## What is expected
Copy the entries from the start up to and including the line containing "110), (95, 108)]", keeping the requests and their format samples unchanged but adjusting every vertex coordinate in the answers by -42. Leave the pictures out.
═══
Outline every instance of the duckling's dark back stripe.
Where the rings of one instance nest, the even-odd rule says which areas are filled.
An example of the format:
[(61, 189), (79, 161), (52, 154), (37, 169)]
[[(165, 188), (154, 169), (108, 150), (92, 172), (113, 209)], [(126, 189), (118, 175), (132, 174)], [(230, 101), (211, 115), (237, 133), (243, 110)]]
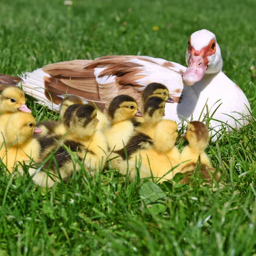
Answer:
[(93, 106), (82, 105), (76, 110), (76, 116), (86, 120), (83, 123), (83, 126), (85, 127), (91, 121), (92, 114), (95, 110), (95, 108)]
[(168, 90), (165, 85), (159, 83), (151, 83), (151, 84), (149, 84), (142, 92), (141, 98), (143, 102), (145, 102), (147, 99), (152, 95), (153, 92), (157, 89), (166, 89), (167, 90)]
[(144, 113), (147, 112), (151, 108), (148, 113), (150, 116), (152, 116), (154, 112), (159, 108), (159, 105), (164, 101), (157, 97), (151, 97), (147, 100), (144, 106)]
[[(153, 145), (152, 140), (149, 136), (145, 134), (139, 133), (132, 137), (125, 145), (128, 159), (131, 158), (131, 156), (134, 153), (145, 148), (145, 145), (148, 144)], [(125, 160), (126, 159), (124, 148), (114, 151), (114, 152), (120, 155), (123, 160)]]
[(67, 110), (65, 112), (64, 116), (63, 117), (63, 122), (64, 124), (68, 128), (70, 127), (70, 121), (74, 112), (81, 105), (80, 104), (71, 105), (67, 109)]
[[(44, 126), (48, 130), (47, 135), (51, 135), (54, 132), (55, 128), (58, 126), (58, 122), (54, 121), (44, 121), (36, 124), (36, 126), (40, 128)], [(41, 134), (38, 134), (39, 137)]]
[(136, 101), (131, 96), (128, 95), (119, 95), (114, 98), (111, 102), (108, 107), (108, 114), (111, 118), (114, 118), (114, 114), (117, 108), (119, 107), (119, 105), (124, 102), (133, 102)]

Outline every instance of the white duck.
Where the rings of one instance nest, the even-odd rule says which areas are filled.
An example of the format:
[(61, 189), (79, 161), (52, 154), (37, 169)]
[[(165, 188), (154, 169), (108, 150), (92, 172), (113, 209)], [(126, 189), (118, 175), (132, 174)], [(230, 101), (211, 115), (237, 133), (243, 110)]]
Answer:
[[(250, 116), (250, 104), (241, 89), (221, 71), (222, 59), (215, 35), (206, 29), (193, 33), (186, 60), (187, 68), (161, 58), (133, 55), (59, 62), (25, 73), (22, 76), (23, 88), (57, 111), (62, 100), (58, 96), (66, 92), (93, 101), (104, 109), (113, 98), (123, 94), (134, 97), (140, 105), (145, 87), (161, 83), (175, 102), (166, 104), (166, 119), (178, 123), (182, 117), (190, 121), (192, 115), (198, 120), (207, 102), (209, 116), (221, 103), (213, 118), (239, 129), (240, 125), (232, 116), (241, 119), (241, 114)], [(207, 112), (205, 108), (201, 120)], [(242, 119), (240, 123), (246, 125), (248, 117)], [(218, 131), (221, 122), (212, 120), (210, 125), (218, 125), (215, 128)]]

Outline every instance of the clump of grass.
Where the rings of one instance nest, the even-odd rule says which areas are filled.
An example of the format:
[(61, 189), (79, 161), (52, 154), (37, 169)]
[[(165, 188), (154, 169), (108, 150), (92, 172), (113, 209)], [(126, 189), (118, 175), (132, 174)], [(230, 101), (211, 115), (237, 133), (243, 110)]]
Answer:
[[(223, 71), (244, 92), (255, 115), (250, 70), (256, 65), (254, 2), (206, 0), (203, 6), (188, 0), (88, 0), (74, 1), (67, 17), (63, 2), (1, 3), (0, 73), (15, 76), (50, 63), (111, 54), (148, 55), (185, 65), (191, 34), (206, 28), (221, 46)], [(233, 23), (234, 17), (239, 18)], [(58, 118), (28, 101), (38, 122)], [(144, 182), (128, 182), (115, 170), (92, 179), (84, 178), (81, 168), (70, 183), (49, 189), (33, 183), (28, 166), (22, 177), (7, 174), (1, 164), (0, 254), (256, 253), (255, 121), (211, 142), (207, 149), (226, 186), (171, 180), (156, 185), (162, 197), (151, 195), (150, 203), (141, 197)], [(180, 148), (184, 143), (178, 141)], [(163, 212), (155, 210), (156, 201), (164, 206)]]

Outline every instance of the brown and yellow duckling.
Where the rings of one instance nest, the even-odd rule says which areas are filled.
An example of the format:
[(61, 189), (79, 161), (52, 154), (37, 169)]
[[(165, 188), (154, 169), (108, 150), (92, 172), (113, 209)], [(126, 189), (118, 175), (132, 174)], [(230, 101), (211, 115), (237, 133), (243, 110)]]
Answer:
[[(63, 123), (70, 131), (69, 134), (62, 139), (56, 135), (48, 137), (47, 140), (39, 139), (43, 148), (41, 161), (55, 150), (54, 157), (61, 177), (65, 180), (72, 175), (74, 170), (72, 157), (65, 149), (66, 147), (77, 155), (87, 172), (93, 174), (95, 171), (102, 169), (108, 154), (108, 146), (102, 133), (96, 129), (98, 122), (97, 111), (93, 106), (76, 104), (68, 107), (63, 116)], [(46, 169), (49, 168), (49, 164), (48, 161), (44, 165)], [(78, 163), (76, 166), (77, 170)], [(31, 175), (35, 171), (32, 169), (29, 171)], [(53, 162), (50, 165), (49, 172), (54, 175), (52, 179), (46, 172), (39, 171), (33, 177), (35, 183), (42, 186), (52, 186), (56, 180), (59, 180)]]
[[(157, 125), (152, 147), (137, 151), (130, 156), (128, 173), (130, 179), (135, 177), (139, 166), (140, 178), (150, 177), (152, 174), (156, 180), (162, 182), (173, 178), (178, 172), (177, 169), (170, 171), (180, 163), (180, 154), (175, 145), (177, 137), (177, 128), (176, 122), (170, 120), (162, 120)], [(127, 160), (123, 158), (119, 163), (120, 172), (126, 175)]]
[(209, 138), (207, 126), (200, 121), (191, 122), (188, 123), (186, 131), (182, 134), (182, 137), (186, 138), (189, 144), (184, 148), (180, 155), (180, 162), (186, 161), (179, 167), (179, 172), (185, 175), (181, 182), (189, 182), (189, 177), (195, 175), (195, 169), (198, 163), (199, 157), (201, 177), (209, 182), (211, 179), (209, 172), (212, 176), (215, 175), (215, 180), (218, 180), (220, 175), (218, 174), (215, 175), (215, 169), (212, 166), (204, 151), (208, 145)]
[(32, 135), (41, 131), (30, 113), (19, 112), (9, 117), (3, 132), (4, 142), (0, 156), (10, 172), (17, 162), (38, 160), (40, 145)]

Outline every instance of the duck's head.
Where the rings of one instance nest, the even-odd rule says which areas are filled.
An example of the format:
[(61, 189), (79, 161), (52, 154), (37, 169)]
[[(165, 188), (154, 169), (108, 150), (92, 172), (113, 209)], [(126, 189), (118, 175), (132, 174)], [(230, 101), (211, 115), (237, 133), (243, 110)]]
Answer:
[(161, 152), (167, 152), (174, 147), (177, 137), (178, 126), (171, 120), (163, 120), (157, 125), (154, 132), (154, 145)]
[(0, 112), (13, 112), (18, 111), (31, 113), (26, 106), (25, 93), (18, 87), (8, 86), (0, 95)]
[(204, 150), (207, 147), (209, 134), (207, 126), (204, 123), (193, 121), (188, 123), (186, 132), (181, 137), (186, 138), (190, 147)]
[(151, 97), (145, 103), (143, 117), (145, 122), (151, 124), (158, 122), (165, 115), (166, 102), (160, 98)]
[(76, 138), (85, 140), (94, 133), (99, 119), (97, 110), (88, 104), (75, 104), (69, 107), (63, 117), (67, 129)]
[(24, 144), (33, 134), (42, 131), (35, 126), (35, 119), (30, 113), (17, 112), (12, 115), (5, 127), (4, 137), (7, 145), (14, 146)]
[(221, 53), (214, 34), (206, 29), (193, 33), (188, 42), (186, 62), (188, 67), (183, 78), (188, 85), (200, 81), (205, 73), (220, 72), (222, 68)]
[(149, 84), (144, 89), (141, 96), (143, 105), (147, 99), (151, 97), (157, 97), (166, 102), (174, 103), (174, 101), (169, 96), (169, 91), (167, 87), (159, 83)]
[(133, 117), (141, 116), (136, 101), (128, 95), (119, 95), (111, 102), (108, 111), (112, 124)]
[(60, 111), (61, 120), (63, 118), (64, 114), (69, 107), (75, 104), (84, 105), (85, 103), (82, 99), (76, 95), (69, 95), (62, 101)]

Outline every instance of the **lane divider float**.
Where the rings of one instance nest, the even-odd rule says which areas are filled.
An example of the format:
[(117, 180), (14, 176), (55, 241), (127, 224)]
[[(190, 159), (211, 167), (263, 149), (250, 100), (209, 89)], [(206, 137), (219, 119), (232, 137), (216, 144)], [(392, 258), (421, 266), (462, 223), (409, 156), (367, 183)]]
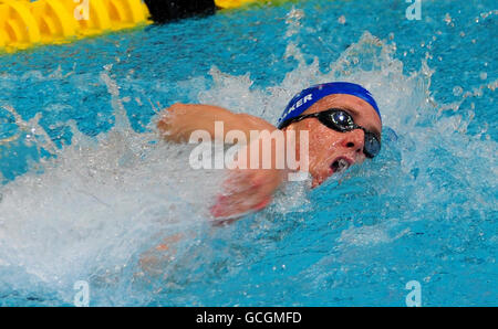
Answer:
[(0, 0), (0, 52), (60, 44), (267, 0)]

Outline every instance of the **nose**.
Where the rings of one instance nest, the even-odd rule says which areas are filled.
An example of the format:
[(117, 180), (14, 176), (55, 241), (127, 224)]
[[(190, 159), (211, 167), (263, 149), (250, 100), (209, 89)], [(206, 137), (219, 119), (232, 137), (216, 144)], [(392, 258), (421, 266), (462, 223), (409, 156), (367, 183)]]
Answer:
[(341, 145), (344, 148), (354, 151), (356, 156), (364, 157), (363, 148), (365, 146), (365, 132), (363, 132), (362, 129), (345, 132)]

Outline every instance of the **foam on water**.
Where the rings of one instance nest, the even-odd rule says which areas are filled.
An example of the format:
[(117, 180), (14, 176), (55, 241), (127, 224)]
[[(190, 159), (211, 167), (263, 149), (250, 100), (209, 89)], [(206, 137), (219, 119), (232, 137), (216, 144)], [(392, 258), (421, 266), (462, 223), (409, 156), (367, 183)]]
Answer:
[[(297, 17), (299, 22), (302, 14), (294, 12), (290, 21)], [(289, 36), (295, 29), (290, 25)], [(496, 142), (486, 138), (486, 131), (466, 134), (471, 109), (460, 108), (461, 103), (437, 104), (429, 92), (430, 67), (423, 61), (418, 72), (405, 75), (395, 51), (394, 43), (365, 32), (324, 73), (318, 59), (307, 63), (299, 46), (289, 42), (284, 56), (294, 57), (298, 65), (278, 85), (255, 87), (249, 74), (235, 76), (217, 67), (209, 71), (214, 81), (209, 88), (204, 76), (180, 82), (184, 88), (201, 87), (199, 103), (276, 123), (302, 88), (352, 81), (373, 93), (388, 127), (378, 159), (311, 194), (305, 184), (291, 184), (279, 191), (268, 210), (222, 230), (212, 229), (208, 208), (224, 172), (190, 169), (191, 147), (158, 140), (154, 120), (148, 131), (134, 131), (112, 66), (100, 73), (100, 79), (107, 87), (115, 125), (96, 137), (82, 134), (75, 123), (59, 123), (71, 127), (73, 137), (70, 145), (58, 147), (38, 124), (40, 117), (24, 121), (18, 109), (7, 106), (18, 127), (10, 147), (30, 149), (34, 160), (29, 172), (0, 188), (0, 305), (71, 304), (73, 283), (82, 279), (92, 287), (91, 305), (203, 305), (221, 288), (212, 286), (203, 297), (206, 288), (190, 286), (209, 286), (224, 276), (230, 280), (241, 264), (257, 266), (269, 250), (282, 248), (279, 243), (291, 238), (298, 227), (320, 231), (315, 247), (328, 254), (297, 273), (291, 283), (304, 277), (320, 287), (334, 276), (332, 286), (340, 287), (347, 262), (357, 262), (372, 246), (411, 236), (415, 229), (407, 223), (433, 221), (432, 215), (435, 221), (461, 220), (474, 226), (489, 221), (489, 213), (498, 210)], [(68, 77), (63, 72), (46, 77), (27, 74), (38, 79)], [(492, 83), (486, 87), (491, 89)], [(440, 204), (447, 204), (446, 213), (437, 213)], [(341, 233), (351, 209), (353, 223)], [(371, 222), (370, 211), (376, 212)], [(181, 238), (172, 258), (159, 262), (154, 274), (144, 270), (143, 255), (177, 234)], [(220, 248), (218, 240), (225, 241)], [(165, 295), (167, 303), (160, 299)]]

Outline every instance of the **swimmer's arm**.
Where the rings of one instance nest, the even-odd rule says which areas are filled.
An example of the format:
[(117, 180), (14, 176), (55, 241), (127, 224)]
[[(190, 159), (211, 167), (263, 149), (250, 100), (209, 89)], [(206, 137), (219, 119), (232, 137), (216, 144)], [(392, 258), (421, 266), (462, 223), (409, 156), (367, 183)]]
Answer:
[(277, 128), (268, 121), (248, 115), (236, 114), (226, 108), (212, 105), (199, 104), (174, 104), (160, 114), (157, 128), (162, 136), (169, 141), (186, 142), (191, 132), (206, 130), (215, 139), (215, 121), (224, 123), (224, 135), (230, 130), (240, 130), (250, 140), (250, 130), (276, 130)]

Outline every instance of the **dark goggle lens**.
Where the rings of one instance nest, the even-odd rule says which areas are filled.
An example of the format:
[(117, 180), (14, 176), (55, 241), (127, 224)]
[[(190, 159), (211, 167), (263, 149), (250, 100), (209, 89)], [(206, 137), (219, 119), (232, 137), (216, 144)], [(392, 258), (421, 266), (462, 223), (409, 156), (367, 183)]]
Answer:
[[(361, 128), (354, 124), (353, 117), (349, 113), (340, 109), (326, 114), (326, 116), (321, 118), (321, 121), (329, 128), (342, 132)], [(362, 129), (365, 132), (363, 152), (367, 158), (372, 159), (381, 151), (381, 141), (373, 132), (366, 131), (364, 128)]]
[(373, 158), (381, 151), (381, 142), (377, 137), (369, 131), (365, 131), (365, 146), (363, 152), (367, 158)]
[(344, 110), (335, 110), (329, 115), (330, 120), (342, 131), (353, 130), (354, 120), (351, 115)]

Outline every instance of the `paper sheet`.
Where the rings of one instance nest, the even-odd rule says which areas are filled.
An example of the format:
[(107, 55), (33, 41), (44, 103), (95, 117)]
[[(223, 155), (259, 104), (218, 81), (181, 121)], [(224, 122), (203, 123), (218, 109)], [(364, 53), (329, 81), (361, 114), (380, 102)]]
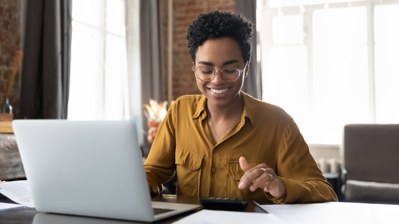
═══
## Output below
Outline every instance of the duckling's dark back stripe.
Where the rings of one instance nest, the even-odd rule says which areas are filled.
An example of the format:
[(61, 189), (79, 161), (52, 154), (37, 169)]
[[(165, 188), (154, 169), (108, 150), (92, 172), (113, 209)], [(126, 189), (118, 175), (132, 174)], [(230, 101), (211, 115), (237, 133), (243, 110)]]
Answer:
[(51, 64), (40, 63), (34, 68), (34, 74), (44, 78), (41, 81), (41, 84), (43, 85), (49, 79), (50, 72), (53, 68), (53, 66)]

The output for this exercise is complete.